[Request a] Output every line of the records as a JSON list of strings, one string per line, with blank lines left out.

[Text block]
# Mystical Presence and Reformed Doctrine of the Supper



## RamistThomist (May 13, 2020)

Nevin, John Williamson. ed. Debie, Lynden J. _The Mystical Presence and the Reformed Church on the Lord's Supper. _Mercersburg Theology Study Series volume 1.

This volume contains both Nevin’s Mystical Presence and extracts from his debate with Hodge (including some comments by Hodge). 

Part 1: The Mystical Presence

Argument: if the Incarnation is the fact and principle of a new supernatural order of life, then the church can be no abstraction.

Outward social worship is essential to piety. 

Chapter 1: The Reformed or Calvinistic Doctrine of the Lord’s Supper

Nevin’s burden is that the Supper cannot be separated from the life-giving Person of Christ, and as such it cannot be an abstraction from the church. Of course, Nevin will also avoid any claim to eating the local humanity of Christ. We reject an oral manducation. Rather, our life as a whole cannot be separated from how we commune with our savior.

In the first chapter Nevin says we are “mystically inserted into Christ.” I’m not sure what he means by that. I understand why people chant “pantheist” when they read Nevin. They are wrong, of course, but I get it. If we read on to the next sentence, it clarifies: a real participation in the living Christ by which we are transformed into his image.

Our union with Christ: it is not simply that of a common humanity derived from Adam. While we share the consequences of Adam’s fall, we don’t have a direct communion with his person.

Further, the relation is more than a moral union. Throughout this opening chapter Nevin insists that this view on union will preserve the Reformed church from rationalism. Lest he be seen as capitulating to Rome, he offers the standard criticisms of transubstantiation.

Nevin is aware of the connotations of “substance” in his discussion on Calvin. He doesn’t give up on it, though. He wants a strong “union” with Christ, per Calvin, that allows a “substantial vigor to flow down.” 

Heidelberg: questions 75-79. It rejects an oral manducation but nonetheless affirms a participation in the body and blood of Christ. Question 76 makes it clear that Christ is in heaven, but the Holy Spirit unites us to his body, flesh of my flesh, bone of my bone. Nevin drives the point home that to reduce “besides that” to a mere moral union is to introduce a gross tautology. Granting that the language is not carnal, Nevin points out that if it were only to signify a mental projection, then Ursinus and Olevianus were extremely careless and dangerous in their language.

Ursinus: we reject an imaginary figure but affirm the true body of Christ, albeit in heaven.

Modern Puritan Theory

Older Reformed view: it is an exhibition of saving grace. For the elect, inward and outward aren’t divorced, but through the power of the Holy Spirit, but are made to flow together to the believer. It includes the idea of an objective force.

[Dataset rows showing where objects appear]

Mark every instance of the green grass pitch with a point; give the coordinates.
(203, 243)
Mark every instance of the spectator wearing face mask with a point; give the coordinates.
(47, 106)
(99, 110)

[Request b] Repeat the passage of the post on Nevin's Mystical Presence word for word, from "Our union with" to "with his person.".

[Worked answer a]
[
  "Mark every instance of the green grass pitch with a point; give the coordinates.",
  "(203, 243)",
  "Mark every instance of the spectator wearing face mask with a point; give the coordinates.",
  "(47, 106)",
  "(99, 110)"
]

[Worked answer b]
Our union with Christ: it is not simply that of a common humanity derived from Adam. While we share the consequences of Adam’s fall, we don’t have a direct communion with his person.